= TASK DIRECTIONS =
Can you reproduce the lines below verbatim, starting from the line containing "green tree on this photo." and continuing through the final line, with both of those lines included?

= RECORDS SHOWN =
— begin —

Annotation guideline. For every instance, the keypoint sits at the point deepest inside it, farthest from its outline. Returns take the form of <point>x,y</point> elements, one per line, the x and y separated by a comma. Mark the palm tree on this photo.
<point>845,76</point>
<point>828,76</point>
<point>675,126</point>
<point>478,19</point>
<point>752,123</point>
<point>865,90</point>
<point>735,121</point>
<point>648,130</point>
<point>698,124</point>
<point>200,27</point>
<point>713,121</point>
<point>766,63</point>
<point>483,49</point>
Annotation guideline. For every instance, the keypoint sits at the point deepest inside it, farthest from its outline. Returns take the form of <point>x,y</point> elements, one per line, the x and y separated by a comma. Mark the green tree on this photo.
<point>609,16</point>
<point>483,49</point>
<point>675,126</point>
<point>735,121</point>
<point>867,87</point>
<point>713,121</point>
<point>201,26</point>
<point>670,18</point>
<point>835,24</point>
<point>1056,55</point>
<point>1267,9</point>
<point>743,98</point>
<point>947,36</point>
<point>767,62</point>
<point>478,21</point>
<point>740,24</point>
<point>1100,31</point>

— end —

= PROBLEM SOLUTION =
Annotation guideline. For every instance, the keypoint sits at the point deepest inside it, farthest from its outline. Returns take the form of <point>x,y</point> elements, one per line, the x and y separated by a comma. Mark the green tree on this photo.
<point>609,16</point>
<point>483,49</point>
<point>675,126</point>
<point>735,121</point>
<point>867,87</point>
<point>713,121</point>
<point>201,26</point>
<point>670,18</point>
<point>835,24</point>
<point>1056,55</point>
<point>1267,9</point>
<point>743,98</point>
<point>947,36</point>
<point>767,62</point>
<point>478,21</point>
<point>740,24</point>
<point>1100,31</point>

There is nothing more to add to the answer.